*Task instructions:* Run through the records and, wherever a line holds the word "exact", return that line.

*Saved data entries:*
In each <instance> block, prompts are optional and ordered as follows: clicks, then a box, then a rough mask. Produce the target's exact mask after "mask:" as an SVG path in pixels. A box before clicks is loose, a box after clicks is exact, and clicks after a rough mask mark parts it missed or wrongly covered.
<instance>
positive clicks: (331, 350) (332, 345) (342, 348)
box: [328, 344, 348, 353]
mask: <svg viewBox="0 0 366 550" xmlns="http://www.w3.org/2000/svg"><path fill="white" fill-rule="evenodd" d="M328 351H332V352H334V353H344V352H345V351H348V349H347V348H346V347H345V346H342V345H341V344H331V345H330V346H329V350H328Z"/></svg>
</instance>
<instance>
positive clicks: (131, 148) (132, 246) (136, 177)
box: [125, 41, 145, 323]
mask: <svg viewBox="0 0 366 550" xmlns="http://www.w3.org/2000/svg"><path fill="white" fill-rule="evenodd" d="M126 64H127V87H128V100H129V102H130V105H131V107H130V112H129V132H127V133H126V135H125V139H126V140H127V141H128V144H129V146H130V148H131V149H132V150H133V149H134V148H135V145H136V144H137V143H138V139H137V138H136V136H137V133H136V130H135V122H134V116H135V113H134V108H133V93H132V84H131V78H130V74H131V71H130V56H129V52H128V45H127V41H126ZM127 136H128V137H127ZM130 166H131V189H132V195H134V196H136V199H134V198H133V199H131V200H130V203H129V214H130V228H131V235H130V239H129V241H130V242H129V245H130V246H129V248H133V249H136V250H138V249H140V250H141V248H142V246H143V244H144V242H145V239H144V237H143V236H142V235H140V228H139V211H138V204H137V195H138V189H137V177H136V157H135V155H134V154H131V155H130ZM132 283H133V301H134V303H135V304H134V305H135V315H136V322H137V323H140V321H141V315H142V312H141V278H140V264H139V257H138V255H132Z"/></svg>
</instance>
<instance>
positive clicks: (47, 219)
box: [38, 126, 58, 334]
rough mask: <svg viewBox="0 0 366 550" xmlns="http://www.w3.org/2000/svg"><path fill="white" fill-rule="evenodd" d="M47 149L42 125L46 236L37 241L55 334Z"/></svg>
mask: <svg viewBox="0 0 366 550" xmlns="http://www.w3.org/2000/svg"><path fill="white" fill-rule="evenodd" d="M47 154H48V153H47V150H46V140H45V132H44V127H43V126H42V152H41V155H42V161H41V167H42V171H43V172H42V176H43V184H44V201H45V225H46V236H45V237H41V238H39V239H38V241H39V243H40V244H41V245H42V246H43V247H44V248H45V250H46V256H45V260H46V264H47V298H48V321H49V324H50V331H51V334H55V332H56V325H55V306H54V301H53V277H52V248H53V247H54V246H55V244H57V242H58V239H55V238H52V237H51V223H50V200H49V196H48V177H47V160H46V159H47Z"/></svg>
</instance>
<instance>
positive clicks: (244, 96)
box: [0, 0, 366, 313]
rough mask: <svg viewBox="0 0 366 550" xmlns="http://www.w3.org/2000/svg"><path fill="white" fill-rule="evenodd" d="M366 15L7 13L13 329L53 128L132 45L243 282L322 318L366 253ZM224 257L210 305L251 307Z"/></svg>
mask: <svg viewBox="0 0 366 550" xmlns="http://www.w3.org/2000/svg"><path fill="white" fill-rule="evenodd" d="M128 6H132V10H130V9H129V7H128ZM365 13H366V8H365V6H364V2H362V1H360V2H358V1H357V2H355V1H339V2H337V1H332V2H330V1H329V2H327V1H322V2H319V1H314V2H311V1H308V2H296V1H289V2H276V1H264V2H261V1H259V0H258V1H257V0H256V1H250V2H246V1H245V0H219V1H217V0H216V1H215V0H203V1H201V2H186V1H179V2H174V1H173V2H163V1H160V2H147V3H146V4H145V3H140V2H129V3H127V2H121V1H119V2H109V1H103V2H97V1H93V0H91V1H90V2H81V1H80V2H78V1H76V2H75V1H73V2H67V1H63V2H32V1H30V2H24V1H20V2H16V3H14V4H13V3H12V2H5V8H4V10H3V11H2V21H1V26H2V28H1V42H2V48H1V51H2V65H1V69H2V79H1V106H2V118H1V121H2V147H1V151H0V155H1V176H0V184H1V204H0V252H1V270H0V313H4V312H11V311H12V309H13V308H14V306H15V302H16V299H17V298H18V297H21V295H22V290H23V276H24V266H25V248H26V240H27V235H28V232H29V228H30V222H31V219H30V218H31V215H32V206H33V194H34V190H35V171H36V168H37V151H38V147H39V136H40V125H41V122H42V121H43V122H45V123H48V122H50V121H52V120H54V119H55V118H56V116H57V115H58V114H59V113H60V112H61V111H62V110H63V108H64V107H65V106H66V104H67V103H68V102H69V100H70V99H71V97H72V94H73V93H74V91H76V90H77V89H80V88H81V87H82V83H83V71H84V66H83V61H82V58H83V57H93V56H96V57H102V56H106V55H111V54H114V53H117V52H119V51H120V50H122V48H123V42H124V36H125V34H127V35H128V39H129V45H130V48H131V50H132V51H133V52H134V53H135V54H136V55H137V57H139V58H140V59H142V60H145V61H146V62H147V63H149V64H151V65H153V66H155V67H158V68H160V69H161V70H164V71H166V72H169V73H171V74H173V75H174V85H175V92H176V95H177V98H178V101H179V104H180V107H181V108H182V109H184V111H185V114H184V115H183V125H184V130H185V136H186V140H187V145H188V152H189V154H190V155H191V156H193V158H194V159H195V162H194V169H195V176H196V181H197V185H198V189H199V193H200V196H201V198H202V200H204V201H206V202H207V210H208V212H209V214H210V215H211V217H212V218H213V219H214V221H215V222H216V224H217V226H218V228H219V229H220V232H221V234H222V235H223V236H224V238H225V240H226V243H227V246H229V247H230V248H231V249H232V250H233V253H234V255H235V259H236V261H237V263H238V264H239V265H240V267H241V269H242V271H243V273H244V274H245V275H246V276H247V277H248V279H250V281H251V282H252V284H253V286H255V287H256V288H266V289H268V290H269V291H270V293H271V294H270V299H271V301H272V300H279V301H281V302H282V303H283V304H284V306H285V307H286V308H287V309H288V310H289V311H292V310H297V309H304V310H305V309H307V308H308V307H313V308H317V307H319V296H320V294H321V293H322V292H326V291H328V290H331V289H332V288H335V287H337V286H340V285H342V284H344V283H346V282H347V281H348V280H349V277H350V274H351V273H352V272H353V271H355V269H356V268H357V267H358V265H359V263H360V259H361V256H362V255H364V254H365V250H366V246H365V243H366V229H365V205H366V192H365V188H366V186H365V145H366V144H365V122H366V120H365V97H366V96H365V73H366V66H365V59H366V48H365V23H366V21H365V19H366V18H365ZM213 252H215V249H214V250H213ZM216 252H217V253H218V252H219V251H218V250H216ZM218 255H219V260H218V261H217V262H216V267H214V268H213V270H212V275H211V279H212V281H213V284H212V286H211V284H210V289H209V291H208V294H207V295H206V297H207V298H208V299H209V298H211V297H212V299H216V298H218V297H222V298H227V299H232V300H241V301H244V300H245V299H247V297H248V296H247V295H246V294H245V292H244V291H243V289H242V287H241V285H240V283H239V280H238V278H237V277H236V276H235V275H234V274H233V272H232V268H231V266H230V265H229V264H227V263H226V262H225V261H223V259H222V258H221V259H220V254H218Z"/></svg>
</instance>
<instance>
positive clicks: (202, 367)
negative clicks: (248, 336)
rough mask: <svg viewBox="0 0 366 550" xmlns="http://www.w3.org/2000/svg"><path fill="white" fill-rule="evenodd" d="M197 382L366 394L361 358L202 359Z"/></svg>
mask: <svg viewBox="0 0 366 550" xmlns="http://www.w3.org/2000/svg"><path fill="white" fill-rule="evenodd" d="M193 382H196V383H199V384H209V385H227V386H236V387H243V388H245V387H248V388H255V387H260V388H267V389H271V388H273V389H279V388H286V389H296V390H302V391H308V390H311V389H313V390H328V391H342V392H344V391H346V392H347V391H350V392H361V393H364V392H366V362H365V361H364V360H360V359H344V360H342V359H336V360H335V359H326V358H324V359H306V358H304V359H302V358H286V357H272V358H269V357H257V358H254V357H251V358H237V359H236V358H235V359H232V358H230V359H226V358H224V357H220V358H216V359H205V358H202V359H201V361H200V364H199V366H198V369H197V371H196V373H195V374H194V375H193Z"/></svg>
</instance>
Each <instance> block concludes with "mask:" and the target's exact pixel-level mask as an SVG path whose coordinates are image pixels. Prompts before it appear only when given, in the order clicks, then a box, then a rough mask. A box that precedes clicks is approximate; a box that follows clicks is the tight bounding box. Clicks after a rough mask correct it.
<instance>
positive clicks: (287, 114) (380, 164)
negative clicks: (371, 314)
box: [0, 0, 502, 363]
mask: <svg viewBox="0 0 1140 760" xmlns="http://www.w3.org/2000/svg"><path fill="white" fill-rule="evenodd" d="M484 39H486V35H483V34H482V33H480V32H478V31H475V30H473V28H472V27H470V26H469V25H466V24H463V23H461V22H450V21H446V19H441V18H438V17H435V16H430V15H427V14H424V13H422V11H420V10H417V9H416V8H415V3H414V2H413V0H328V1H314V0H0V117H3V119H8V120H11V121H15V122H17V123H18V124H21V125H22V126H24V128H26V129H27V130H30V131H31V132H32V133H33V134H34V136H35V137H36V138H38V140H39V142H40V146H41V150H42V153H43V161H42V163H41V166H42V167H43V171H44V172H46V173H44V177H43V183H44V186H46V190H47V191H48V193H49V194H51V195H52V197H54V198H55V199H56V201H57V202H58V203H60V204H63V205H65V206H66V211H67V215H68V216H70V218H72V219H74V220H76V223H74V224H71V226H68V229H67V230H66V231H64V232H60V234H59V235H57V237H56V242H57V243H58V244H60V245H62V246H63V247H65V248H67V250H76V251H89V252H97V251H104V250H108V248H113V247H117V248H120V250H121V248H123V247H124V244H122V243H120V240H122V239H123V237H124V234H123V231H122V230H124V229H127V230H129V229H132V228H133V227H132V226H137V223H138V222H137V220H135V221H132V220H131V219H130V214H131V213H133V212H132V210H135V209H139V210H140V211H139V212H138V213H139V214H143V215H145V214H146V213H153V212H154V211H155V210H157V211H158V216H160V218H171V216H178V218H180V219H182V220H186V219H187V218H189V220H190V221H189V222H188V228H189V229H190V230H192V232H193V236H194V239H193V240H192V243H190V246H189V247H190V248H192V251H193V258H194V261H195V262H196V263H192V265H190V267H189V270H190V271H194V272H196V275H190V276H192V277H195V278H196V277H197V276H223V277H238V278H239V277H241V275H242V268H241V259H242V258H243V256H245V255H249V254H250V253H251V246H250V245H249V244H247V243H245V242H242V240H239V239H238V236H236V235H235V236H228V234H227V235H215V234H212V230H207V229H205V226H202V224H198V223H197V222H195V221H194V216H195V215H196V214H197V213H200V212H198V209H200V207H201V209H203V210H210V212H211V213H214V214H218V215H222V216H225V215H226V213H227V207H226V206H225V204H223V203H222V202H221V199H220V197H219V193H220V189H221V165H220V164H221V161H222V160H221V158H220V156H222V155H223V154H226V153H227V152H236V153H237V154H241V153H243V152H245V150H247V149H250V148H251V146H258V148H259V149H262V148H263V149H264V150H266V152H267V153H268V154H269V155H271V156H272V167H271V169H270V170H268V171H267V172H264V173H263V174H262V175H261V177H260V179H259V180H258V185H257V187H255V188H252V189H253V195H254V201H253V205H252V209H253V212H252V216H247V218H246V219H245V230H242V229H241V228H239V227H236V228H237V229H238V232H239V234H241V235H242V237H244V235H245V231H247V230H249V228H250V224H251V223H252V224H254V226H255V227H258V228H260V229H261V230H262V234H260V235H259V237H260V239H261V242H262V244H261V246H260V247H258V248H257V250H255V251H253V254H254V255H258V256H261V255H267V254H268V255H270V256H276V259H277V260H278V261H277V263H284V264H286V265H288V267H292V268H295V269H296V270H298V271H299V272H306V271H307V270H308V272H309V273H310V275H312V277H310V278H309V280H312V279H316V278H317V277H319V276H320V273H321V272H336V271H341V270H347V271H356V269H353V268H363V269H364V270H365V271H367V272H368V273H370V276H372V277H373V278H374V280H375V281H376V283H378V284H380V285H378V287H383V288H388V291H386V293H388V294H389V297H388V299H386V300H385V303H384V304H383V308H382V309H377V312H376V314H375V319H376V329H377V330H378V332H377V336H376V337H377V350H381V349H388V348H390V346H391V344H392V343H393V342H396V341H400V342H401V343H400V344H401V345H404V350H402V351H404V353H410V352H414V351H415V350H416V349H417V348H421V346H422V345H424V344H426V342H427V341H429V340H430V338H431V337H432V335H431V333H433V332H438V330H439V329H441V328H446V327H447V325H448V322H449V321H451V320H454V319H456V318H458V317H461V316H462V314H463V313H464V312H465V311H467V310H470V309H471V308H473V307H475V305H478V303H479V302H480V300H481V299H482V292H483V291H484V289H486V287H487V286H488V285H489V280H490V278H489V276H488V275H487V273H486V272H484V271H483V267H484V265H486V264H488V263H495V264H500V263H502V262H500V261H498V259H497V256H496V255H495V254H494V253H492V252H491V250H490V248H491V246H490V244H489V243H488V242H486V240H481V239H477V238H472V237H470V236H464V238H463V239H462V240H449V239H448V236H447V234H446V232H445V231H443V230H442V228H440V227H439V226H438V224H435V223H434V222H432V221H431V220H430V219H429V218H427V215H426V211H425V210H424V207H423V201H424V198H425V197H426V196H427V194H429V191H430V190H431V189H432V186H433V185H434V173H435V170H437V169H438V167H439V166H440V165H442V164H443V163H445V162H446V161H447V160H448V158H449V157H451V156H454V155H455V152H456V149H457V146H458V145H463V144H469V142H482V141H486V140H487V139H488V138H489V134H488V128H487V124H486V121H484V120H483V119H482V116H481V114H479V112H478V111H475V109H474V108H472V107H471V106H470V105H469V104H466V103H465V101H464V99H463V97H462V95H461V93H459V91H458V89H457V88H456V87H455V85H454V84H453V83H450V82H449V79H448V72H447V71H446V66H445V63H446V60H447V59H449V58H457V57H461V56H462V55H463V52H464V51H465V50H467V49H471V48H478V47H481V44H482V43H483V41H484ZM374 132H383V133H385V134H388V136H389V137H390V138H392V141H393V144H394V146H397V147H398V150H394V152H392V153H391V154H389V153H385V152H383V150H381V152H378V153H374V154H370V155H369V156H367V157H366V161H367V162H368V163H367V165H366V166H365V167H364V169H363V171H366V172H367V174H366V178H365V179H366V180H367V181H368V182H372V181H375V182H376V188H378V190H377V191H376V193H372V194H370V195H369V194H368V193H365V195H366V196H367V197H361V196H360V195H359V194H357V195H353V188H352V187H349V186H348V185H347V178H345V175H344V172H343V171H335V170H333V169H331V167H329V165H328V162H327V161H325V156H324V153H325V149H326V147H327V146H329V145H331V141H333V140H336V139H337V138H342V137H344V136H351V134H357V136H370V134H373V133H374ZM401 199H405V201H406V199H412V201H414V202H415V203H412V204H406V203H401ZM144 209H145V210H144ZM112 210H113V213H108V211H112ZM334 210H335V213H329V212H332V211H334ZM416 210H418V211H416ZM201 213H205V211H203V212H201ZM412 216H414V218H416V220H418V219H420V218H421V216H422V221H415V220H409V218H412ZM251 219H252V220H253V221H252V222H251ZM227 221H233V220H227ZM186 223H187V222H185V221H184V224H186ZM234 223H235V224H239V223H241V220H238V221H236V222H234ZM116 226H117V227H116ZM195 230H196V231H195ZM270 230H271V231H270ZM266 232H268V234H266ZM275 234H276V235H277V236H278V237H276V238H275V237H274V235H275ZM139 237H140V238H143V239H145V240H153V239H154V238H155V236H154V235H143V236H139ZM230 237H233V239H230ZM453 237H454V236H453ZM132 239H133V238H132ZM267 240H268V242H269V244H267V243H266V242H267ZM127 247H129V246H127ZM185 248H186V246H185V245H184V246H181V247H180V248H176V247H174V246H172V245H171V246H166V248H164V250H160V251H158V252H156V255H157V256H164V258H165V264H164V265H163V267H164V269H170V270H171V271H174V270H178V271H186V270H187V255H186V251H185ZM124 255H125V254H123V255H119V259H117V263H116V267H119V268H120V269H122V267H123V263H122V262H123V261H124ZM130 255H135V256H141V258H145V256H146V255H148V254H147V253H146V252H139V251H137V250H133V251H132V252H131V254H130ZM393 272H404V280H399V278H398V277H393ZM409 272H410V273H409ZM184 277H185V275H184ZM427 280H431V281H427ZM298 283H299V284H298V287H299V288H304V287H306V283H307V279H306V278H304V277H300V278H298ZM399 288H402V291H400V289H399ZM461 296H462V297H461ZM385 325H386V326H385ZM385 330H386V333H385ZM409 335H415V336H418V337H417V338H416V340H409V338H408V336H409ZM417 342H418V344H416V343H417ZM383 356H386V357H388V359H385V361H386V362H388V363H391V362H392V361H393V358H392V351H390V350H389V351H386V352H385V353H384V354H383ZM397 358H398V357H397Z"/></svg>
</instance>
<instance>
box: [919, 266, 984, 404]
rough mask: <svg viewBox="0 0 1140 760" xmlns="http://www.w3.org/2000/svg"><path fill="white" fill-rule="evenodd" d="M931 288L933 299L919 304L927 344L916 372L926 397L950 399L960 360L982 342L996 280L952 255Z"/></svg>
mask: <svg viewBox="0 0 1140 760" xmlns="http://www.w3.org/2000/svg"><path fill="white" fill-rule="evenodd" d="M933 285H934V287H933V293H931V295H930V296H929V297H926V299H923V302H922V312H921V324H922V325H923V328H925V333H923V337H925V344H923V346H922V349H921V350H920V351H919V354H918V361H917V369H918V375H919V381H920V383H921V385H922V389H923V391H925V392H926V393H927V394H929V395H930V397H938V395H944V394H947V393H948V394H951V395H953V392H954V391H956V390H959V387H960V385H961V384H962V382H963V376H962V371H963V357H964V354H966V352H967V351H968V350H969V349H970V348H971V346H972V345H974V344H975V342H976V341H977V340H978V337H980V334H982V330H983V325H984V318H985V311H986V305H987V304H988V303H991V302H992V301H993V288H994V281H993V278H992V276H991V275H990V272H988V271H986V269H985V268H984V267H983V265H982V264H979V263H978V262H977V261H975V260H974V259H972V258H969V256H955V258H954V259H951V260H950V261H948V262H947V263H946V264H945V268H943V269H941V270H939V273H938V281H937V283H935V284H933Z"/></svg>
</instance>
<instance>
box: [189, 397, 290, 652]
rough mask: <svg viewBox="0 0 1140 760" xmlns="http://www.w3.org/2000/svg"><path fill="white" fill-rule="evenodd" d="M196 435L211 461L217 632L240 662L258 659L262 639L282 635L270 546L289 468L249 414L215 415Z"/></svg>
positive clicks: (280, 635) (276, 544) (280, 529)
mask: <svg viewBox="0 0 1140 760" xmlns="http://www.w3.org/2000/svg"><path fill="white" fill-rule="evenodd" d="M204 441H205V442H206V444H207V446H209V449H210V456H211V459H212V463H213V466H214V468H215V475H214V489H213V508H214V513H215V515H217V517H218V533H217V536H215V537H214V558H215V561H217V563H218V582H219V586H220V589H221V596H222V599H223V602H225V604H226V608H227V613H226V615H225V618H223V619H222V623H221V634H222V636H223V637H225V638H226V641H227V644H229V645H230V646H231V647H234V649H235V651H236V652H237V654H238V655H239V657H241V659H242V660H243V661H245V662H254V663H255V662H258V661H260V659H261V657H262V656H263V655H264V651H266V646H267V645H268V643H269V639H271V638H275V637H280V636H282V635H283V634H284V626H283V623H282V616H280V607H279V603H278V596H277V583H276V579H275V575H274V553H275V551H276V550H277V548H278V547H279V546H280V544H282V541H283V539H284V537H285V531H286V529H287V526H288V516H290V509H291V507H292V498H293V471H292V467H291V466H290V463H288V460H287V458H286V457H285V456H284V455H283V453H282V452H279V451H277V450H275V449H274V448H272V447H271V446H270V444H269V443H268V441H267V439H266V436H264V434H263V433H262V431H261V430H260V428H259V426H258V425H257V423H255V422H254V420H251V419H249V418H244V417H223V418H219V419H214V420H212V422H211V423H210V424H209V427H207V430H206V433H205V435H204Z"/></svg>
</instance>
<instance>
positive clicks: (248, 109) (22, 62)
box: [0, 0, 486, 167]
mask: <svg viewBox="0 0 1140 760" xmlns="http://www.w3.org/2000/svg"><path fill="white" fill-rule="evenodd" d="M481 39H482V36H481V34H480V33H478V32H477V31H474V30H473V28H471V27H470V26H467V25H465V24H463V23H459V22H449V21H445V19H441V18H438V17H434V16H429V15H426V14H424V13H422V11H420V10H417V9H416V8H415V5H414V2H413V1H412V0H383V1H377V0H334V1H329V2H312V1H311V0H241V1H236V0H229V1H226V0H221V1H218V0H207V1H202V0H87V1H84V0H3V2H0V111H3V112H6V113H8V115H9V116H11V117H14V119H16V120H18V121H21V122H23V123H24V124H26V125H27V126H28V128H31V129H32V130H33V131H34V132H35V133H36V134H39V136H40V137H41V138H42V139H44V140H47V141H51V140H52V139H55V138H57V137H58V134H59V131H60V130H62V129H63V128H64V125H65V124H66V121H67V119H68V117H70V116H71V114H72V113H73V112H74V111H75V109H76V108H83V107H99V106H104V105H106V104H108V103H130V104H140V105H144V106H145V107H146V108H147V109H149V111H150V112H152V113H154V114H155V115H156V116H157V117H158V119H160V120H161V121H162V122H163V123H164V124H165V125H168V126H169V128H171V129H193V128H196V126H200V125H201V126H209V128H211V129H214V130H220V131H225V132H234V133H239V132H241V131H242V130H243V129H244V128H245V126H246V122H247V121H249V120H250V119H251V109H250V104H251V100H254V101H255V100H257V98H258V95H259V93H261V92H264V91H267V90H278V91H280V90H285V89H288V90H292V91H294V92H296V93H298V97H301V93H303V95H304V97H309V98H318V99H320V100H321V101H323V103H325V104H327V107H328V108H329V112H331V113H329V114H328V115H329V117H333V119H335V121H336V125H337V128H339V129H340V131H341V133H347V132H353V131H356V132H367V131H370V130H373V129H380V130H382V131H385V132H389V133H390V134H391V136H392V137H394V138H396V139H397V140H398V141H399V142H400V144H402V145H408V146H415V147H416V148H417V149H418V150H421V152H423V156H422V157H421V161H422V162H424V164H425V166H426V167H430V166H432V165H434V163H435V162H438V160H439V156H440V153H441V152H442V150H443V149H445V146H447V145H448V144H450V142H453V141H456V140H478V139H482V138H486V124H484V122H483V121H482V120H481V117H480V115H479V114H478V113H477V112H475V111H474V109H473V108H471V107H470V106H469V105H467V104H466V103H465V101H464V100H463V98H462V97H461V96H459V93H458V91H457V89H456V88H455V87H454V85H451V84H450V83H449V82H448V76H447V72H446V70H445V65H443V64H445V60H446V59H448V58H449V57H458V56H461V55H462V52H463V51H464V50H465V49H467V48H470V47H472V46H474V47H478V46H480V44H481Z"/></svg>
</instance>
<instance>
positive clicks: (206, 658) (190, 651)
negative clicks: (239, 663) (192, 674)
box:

*Result for this exercise:*
In each <instance> block, prompts are optional and ordered as follows: clicks, then a box, then a rough mask. Produce the target's exact mask after "mask:" as an SVG path in pixels. A box before clicks is loose, a box after clicks is exact, and clicks after a rough mask mark parts it missed or wrongly covered.
Each <instance> block concludes with "mask:" and the target's exact pixel-level mask as an SVG path whose coordinates are image pixels. Prompts before it appear only when given, in the order clicks, then a box, then a rough mask. A box that precedes clicks is approximate; a box that follows clicks is the tight bounding box. Clicks after a rough mask correct it.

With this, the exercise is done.